WHAT TO DO> Please copy the stretch from the line containing "of the yellow" through the line containing "[[648, 306], [128, 361], [936, 354], [287, 342], [318, 302]]", substituting "blue" for "yellow" and keeping everything else the same.

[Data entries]
○ ○ ○ ○ ○

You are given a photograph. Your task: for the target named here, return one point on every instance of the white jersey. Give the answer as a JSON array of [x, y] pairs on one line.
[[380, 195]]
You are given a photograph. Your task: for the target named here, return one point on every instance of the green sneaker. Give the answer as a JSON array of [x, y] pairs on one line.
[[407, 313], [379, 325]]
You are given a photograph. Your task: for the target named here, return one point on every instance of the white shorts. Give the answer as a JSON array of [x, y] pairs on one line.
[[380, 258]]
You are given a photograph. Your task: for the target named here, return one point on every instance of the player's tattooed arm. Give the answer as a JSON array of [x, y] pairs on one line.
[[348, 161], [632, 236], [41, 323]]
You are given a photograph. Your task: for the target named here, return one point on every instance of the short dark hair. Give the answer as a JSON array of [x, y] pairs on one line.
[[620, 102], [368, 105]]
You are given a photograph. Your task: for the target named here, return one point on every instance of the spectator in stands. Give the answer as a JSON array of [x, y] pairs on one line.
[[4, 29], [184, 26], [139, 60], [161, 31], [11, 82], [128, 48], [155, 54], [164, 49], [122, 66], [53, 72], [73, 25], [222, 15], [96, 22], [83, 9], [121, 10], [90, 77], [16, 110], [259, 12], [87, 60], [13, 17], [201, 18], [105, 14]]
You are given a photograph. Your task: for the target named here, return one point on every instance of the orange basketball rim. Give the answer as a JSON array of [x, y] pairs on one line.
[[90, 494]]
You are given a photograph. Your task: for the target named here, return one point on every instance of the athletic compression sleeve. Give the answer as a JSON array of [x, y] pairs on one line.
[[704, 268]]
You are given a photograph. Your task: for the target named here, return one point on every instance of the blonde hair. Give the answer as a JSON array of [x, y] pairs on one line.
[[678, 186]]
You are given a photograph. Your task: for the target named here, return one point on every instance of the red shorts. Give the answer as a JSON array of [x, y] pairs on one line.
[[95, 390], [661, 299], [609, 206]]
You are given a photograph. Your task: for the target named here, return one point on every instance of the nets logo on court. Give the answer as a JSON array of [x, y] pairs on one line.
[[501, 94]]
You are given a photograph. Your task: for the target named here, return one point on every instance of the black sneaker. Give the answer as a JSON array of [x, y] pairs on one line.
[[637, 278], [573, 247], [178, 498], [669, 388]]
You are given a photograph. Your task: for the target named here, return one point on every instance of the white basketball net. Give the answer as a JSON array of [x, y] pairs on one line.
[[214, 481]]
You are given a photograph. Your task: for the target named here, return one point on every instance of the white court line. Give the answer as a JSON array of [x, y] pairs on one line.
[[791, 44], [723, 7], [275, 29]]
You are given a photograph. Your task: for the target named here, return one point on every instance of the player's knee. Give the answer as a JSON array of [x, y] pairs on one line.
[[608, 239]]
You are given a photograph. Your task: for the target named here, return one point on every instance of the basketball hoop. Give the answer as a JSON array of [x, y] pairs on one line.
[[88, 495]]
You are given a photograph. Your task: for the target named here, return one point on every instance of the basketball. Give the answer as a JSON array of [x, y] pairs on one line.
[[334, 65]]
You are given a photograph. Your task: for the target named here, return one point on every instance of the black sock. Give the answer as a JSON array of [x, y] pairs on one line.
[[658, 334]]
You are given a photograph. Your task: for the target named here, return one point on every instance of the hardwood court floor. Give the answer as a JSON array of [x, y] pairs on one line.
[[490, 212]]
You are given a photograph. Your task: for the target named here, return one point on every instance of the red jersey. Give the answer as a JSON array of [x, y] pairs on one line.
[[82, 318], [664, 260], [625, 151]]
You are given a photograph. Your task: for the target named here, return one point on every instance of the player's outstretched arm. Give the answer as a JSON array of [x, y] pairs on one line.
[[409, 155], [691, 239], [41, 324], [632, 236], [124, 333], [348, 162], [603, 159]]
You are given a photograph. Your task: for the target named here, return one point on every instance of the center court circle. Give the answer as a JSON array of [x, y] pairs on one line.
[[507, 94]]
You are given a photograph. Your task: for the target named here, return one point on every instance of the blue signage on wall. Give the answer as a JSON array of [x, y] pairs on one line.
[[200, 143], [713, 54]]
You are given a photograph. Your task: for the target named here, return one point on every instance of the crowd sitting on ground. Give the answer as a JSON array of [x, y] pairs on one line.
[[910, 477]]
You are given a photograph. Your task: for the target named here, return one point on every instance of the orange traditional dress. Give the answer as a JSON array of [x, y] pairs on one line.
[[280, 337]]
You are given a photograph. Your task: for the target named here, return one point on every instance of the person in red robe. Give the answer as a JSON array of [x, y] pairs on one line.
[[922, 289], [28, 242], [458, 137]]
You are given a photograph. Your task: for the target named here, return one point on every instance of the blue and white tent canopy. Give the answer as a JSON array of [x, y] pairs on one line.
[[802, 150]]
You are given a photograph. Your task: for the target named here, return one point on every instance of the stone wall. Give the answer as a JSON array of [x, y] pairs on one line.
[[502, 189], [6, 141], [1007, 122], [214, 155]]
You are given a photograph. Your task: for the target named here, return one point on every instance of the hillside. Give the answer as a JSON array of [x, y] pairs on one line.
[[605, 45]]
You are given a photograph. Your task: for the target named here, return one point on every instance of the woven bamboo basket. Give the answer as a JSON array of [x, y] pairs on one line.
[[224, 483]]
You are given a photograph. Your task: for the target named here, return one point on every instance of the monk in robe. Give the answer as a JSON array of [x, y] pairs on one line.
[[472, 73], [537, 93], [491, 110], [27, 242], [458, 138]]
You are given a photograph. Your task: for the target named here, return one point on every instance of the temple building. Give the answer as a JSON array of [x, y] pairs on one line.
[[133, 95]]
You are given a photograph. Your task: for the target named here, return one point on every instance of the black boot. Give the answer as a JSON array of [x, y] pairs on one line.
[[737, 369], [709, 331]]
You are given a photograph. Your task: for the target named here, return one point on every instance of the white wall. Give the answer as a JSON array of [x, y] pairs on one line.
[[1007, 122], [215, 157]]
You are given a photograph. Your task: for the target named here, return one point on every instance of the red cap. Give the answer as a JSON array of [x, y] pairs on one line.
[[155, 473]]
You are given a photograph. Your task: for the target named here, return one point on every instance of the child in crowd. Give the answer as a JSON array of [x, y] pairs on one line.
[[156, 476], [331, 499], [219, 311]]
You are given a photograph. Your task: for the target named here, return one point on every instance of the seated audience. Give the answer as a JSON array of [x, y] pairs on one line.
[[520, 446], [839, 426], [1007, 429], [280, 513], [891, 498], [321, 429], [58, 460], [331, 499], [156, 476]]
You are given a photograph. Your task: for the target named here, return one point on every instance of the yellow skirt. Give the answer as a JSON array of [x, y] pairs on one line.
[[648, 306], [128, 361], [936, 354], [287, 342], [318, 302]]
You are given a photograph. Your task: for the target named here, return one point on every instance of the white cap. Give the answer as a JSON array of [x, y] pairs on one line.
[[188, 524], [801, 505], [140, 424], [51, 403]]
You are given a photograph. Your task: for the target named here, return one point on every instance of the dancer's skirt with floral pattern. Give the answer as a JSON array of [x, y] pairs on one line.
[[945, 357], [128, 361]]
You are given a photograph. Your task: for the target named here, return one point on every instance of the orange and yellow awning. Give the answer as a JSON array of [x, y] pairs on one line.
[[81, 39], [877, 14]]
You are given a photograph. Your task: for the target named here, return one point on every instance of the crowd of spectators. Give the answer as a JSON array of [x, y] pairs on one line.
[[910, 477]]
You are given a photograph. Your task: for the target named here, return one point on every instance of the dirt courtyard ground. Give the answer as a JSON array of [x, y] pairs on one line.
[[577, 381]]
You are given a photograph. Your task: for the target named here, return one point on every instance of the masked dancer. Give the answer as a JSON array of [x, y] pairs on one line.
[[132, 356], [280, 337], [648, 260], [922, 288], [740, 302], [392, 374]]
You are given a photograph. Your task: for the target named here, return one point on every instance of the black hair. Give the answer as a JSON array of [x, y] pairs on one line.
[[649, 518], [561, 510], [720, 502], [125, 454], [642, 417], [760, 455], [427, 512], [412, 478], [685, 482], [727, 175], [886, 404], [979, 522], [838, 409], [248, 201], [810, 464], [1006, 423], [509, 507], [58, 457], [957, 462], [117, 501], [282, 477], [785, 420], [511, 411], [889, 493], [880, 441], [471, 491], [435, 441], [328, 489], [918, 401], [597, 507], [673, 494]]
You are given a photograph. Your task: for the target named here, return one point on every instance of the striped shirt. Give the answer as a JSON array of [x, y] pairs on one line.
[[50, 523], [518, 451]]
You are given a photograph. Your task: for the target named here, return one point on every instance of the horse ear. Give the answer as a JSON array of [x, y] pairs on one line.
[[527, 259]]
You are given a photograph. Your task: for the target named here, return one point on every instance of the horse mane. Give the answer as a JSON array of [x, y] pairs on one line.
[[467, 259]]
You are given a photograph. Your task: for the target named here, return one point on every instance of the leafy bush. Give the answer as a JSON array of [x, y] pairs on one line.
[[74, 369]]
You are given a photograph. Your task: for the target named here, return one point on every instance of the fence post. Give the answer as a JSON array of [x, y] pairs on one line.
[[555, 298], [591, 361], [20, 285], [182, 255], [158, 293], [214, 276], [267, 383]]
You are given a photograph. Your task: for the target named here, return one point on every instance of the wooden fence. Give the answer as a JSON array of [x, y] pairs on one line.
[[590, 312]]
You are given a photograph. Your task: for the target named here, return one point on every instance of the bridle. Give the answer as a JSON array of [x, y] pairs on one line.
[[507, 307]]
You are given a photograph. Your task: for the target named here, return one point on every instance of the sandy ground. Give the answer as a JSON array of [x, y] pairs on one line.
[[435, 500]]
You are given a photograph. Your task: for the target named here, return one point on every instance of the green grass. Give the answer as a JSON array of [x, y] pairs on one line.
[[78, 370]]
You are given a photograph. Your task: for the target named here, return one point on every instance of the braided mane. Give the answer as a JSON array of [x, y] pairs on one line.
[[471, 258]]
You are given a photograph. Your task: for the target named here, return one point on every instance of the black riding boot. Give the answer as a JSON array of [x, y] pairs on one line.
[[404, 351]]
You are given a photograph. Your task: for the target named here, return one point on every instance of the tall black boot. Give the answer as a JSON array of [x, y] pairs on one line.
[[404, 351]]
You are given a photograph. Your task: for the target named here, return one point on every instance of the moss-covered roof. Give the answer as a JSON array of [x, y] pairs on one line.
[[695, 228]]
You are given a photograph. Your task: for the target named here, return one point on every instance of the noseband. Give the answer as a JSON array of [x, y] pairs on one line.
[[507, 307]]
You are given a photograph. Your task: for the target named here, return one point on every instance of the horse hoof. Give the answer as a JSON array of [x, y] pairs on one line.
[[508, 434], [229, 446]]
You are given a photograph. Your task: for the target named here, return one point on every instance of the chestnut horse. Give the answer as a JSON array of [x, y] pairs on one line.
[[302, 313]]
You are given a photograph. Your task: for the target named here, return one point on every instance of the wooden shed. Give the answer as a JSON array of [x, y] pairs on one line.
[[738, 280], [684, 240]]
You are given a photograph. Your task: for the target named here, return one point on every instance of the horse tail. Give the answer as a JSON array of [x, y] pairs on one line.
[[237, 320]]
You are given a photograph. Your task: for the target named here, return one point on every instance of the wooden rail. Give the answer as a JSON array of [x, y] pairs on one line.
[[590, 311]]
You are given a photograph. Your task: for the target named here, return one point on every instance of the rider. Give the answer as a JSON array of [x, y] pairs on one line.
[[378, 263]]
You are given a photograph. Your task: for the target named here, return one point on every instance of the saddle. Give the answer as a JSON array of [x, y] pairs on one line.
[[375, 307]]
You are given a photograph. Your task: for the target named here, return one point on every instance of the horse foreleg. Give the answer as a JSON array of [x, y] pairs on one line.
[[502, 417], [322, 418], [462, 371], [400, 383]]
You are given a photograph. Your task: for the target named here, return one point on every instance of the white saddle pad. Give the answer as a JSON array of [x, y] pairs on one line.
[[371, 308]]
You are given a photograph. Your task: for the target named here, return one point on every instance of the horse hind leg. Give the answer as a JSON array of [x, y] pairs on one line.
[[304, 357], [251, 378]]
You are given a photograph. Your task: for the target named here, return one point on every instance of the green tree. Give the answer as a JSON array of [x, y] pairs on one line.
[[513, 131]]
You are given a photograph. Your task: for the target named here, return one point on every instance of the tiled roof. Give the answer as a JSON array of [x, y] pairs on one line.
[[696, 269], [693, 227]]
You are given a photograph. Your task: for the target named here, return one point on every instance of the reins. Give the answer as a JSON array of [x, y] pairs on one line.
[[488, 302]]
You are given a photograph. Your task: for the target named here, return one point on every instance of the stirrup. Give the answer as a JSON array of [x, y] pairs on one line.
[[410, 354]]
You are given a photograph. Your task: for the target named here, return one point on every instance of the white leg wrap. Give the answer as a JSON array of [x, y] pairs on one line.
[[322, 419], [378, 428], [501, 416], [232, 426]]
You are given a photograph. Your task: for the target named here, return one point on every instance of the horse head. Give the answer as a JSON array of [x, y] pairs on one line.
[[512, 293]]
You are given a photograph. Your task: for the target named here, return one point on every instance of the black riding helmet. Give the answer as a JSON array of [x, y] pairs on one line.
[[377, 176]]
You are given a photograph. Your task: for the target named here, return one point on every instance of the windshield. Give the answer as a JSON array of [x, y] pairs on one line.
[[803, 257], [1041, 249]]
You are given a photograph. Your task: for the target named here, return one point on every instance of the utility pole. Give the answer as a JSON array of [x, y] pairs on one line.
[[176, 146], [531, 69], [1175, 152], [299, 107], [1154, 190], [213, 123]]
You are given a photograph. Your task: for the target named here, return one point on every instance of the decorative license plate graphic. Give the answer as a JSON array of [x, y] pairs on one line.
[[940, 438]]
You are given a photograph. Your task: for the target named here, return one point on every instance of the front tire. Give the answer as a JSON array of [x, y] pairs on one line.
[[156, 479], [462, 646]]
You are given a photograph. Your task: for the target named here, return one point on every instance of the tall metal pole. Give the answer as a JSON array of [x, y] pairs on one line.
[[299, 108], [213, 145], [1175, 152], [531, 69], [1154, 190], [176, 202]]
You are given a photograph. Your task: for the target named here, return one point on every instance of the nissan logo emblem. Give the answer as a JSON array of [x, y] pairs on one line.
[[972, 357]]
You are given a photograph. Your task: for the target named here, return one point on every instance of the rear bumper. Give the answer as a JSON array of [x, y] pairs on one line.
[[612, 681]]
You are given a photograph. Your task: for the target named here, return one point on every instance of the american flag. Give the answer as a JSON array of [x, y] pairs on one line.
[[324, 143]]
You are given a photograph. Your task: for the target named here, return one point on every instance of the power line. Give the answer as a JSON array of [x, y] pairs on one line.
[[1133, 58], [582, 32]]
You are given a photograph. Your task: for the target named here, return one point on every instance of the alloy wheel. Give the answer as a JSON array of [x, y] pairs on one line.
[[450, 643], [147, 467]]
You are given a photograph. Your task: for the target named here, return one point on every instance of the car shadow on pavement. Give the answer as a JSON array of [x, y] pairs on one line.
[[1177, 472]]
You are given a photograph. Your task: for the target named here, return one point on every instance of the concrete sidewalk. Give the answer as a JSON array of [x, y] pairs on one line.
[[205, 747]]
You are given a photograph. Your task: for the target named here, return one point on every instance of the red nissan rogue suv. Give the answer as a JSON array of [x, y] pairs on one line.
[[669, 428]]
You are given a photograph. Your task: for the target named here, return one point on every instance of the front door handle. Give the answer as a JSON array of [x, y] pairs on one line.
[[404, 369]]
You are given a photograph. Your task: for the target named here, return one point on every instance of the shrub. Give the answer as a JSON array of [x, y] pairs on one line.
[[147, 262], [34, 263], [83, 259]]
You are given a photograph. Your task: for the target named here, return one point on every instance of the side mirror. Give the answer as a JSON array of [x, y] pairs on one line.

○ ○ ○ ○ ○

ANSWER TO THIS EXERCISE>
You are given a photograph. Your task: for the target named here, return one point on every instance of the blue skirt. Give the answer as a JSON array of [x, y] pairs on one line.
[[648, 306], [128, 361], [936, 354], [287, 342], [318, 302]]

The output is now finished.